**DIRECTIONS FOR THIS TASK**
Return every entry exactly. Leave nothing out.

**SOURCE MATERIAL**

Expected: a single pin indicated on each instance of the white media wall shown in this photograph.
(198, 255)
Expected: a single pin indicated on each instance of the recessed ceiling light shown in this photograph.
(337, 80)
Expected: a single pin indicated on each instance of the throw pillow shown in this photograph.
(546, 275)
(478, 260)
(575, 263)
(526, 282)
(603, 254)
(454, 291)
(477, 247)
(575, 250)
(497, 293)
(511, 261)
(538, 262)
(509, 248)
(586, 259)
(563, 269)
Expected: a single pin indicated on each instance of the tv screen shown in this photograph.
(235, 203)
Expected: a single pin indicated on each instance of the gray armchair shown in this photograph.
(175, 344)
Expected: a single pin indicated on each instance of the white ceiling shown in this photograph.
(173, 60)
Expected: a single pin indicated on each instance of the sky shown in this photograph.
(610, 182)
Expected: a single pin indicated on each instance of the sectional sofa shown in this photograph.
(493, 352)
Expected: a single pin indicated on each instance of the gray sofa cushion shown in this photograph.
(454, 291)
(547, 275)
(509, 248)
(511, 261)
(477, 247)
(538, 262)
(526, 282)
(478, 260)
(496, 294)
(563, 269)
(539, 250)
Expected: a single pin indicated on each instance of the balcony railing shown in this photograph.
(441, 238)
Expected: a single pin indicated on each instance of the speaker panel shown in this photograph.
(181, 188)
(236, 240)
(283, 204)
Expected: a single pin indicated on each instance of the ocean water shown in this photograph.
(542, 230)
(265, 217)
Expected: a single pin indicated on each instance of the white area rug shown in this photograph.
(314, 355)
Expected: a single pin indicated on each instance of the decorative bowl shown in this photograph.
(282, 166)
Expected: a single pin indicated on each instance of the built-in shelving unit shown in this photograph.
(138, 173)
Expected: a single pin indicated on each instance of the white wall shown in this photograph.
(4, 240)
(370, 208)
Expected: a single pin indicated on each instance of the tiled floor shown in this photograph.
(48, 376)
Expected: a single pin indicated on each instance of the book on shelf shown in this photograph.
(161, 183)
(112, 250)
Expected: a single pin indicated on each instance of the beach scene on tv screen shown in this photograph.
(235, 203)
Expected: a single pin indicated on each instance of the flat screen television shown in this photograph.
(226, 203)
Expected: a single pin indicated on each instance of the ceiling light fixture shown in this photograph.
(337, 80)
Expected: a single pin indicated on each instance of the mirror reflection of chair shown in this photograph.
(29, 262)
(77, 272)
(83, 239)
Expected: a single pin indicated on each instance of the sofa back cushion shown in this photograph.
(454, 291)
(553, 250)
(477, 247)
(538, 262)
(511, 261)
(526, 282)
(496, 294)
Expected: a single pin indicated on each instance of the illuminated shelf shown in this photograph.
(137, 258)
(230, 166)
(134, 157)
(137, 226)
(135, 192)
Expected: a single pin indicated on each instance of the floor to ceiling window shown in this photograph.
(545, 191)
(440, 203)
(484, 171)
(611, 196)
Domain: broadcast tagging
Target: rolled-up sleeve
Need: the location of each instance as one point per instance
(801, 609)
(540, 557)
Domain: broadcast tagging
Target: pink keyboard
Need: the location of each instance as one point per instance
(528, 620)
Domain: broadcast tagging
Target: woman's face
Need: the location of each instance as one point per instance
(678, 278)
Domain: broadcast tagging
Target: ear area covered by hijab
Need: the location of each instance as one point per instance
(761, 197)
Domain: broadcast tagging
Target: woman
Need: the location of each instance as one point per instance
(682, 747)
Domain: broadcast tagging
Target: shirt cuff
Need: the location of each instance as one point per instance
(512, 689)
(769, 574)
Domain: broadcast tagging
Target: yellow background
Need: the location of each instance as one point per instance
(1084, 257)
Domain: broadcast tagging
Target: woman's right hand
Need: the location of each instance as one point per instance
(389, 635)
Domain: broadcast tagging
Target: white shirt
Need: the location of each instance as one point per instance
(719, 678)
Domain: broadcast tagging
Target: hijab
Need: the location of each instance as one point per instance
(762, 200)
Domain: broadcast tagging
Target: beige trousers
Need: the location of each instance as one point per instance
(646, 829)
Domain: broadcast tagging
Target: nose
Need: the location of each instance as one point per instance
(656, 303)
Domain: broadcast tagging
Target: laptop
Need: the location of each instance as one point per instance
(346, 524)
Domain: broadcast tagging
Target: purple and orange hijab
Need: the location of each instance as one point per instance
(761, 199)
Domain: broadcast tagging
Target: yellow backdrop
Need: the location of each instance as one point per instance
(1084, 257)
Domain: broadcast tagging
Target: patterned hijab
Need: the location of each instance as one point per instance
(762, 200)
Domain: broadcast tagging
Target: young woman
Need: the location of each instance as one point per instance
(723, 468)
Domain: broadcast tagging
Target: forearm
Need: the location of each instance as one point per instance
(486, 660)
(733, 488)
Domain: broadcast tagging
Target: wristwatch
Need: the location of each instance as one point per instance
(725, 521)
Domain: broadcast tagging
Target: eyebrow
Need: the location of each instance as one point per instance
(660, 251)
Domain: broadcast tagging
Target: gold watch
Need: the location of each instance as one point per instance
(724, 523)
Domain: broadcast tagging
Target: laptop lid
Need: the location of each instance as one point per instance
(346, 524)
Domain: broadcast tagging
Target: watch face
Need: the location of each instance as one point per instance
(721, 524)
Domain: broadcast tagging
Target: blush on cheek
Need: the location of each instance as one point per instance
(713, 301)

**SOLUTION FOR THIS EXERCISE**
Expected: a single pin indicated on each instance of the white media wall shown in this photograph.
(198, 255)
Expected: a single pin indicated on each instance of the recessed ceiling light shown in this photograph.
(337, 80)
Expected: a single pin indicated on each instance of the throw pillow shown in this photograph.
(546, 275)
(478, 260)
(575, 263)
(526, 282)
(603, 254)
(454, 291)
(477, 247)
(575, 250)
(497, 293)
(511, 261)
(538, 262)
(509, 248)
(586, 259)
(563, 269)
Expected: a single pin indicated on each instance of the tv screen shown in this photograph.
(235, 203)
Expected: a single pin indicated on each instance of the gray armchair shown in this photograph.
(175, 344)
Expected: a single pin indicated on each instance of the white ceiling shown in this photograph.
(173, 60)
Expected: a single pin indicated on each instance of the sky shown in this photograph.
(610, 182)
Expected: a single pin indicated on each instance of the sectional sofa shown in this photograph.
(493, 352)
Expected: a single pin indicated on each instance of the gray sofa cushion shown in this photograph.
(454, 291)
(547, 275)
(509, 248)
(511, 261)
(477, 247)
(538, 262)
(526, 282)
(478, 260)
(496, 294)
(563, 269)
(539, 250)
Expected: a single pin indicated on each instance of the balcony railing shown in this photograph.
(441, 238)
Expected: a single pin indicated on each instance of the speaker panel shown in this photograph.
(181, 188)
(236, 240)
(283, 204)
Expected: a single pin indicated on each instance of the ocean water shown in this photograph.
(542, 230)
(265, 217)
Expected: a single pin indicated on each instance of the white area rug shown in this photograph.
(314, 355)
Expected: a single pin indicated on each instance of the decorative bowl shown in this photograph.
(282, 166)
Expected: a single pin indicated on each instance of the built-in shelving unit shown in this photograph.
(138, 173)
Expected: a single pin indicated on each instance of the white wall shown in this photograph.
(4, 240)
(370, 208)
Expected: a single pin indicated on each instance of the tiled floor shown in this photograph.
(48, 376)
Expected: a single pin indicated on each instance of the book on shelf shown in this photograph.
(161, 183)
(112, 250)
Expected: a single pin indicated on each instance of the beach scene on tv screen shown in this photograph.
(235, 203)
Expected: a single pin indicated on each instance of the flat screen television shown in this photograph.
(226, 203)
Expected: a single pin indicated on each instance of the ceiling light fixture shown in this photograph.
(337, 80)
Expected: a single pin indicated on each instance of the mirror reflection of chair shown in this photograph.
(29, 262)
(77, 272)
(83, 239)
Expected: a single pin indicated on each instance of the sofa back cushion shown in this photograph.
(454, 291)
(553, 250)
(477, 247)
(538, 262)
(511, 261)
(526, 282)
(496, 294)
Expected: a single pin indicated on each instance of the illuminated shelf shown in this photograph.
(137, 258)
(230, 166)
(134, 157)
(137, 226)
(135, 192)
Expected: a single pin indicated on each instance of the floor to ceiling window shown in this photograph.
(545, 191)
(440, 203)
(484, 171)
(611, 196)
Domain: broadcast tagging
Target: rolled-up sleeve
Need: the location of each instance as one point per instance
(801, 609)
(540, 557)
Domain: broadcast tagging
Target: pink keyboard
Need: the location of each instance as one point per instance
(528, 620)
Domain: broadcast tagging
Target: woman's face
Need: the location of each instance as one point per instance
(678, 278)
Domain: broadcast tagging
Target: ear area covered by hijab
Need: the location of each instance as one point per instance
(761, 197)
Domain: broadcast tagging
Target: woman
Need: the location of each instance as one point per instance
(682, 747)
Domain: broadcast tagging
Target: shirt cuff
Need: the location of each instance as one point per instance
(512, 689)
(769, 574)
Domain: broadcast tagging
Target: yellow background
Need: the location of each instance as one point per instance
(1084, 257)
Domain: broadcast tagging
Target: woman's right hand
Need: the location of each instance as one point per instance
(389, 635)
Domain: broadcast tagging
Target: white shirt
Need: the location of each instance as one point per instance
(719, 678)
Domain: broadcast tagging
Target: hijab
Need: the location of each instance as one point per instance
(762, 200)
Domain: broadcast tagging
Target: beige trousers
Need: the location of each instance as one point per instance
(646, 829)
Domain: broadcast tagging
Target: nose
Need: the location of each instance as one point per instance
(656, 303)
Domain: broadcast tagging
Target: laptop
Need: the location of each instance as one point per instance
(346, 524)
Domain: broadcast tagging
Target: purple and orange hijab
Need: the location of each instance as one point per instance
(761, 199)
Domain: broadcast tagging
Target: yellow backdrop
Need: the location of each instance as one point per instance
(1084, 257)
Domain: broadcast tagging
Target: patterned hijab
Need: the location of each instance as one point per instance
(762, 200)
Domain: broadcast tagging
Target: young woman
Need: the location of each instance as one point per instance
(723, 468)
Domain: broadcast tagging
Target: forearm
Need: the location of each instance as one point per instance
(486, 660)
(733, 488)
Domain: broadcast tagging
Target: wristwatch
Need: the location of each instance as one point per instance
(725, 521)
Domain: broadcast tagging
Target: eyebrow
Need: the location of each instance as one point per instance
(660, 251)
Domain: broadcast tagging
Target: gold watch
Need: the location of each instance as one point per instance
(724, 523)
Domain: broadcast tagging
Target: laptop lid
Need: the location of each instance as one point per instance
(346, 524)
Domain: broadcast tagging
Target: watch face
Need: the location of each instance as one point per instance
(721, 524)
Domain: broadcast tagging
Target: blush on cheek
Need: the location of each instance as one point per instance
(713, 301)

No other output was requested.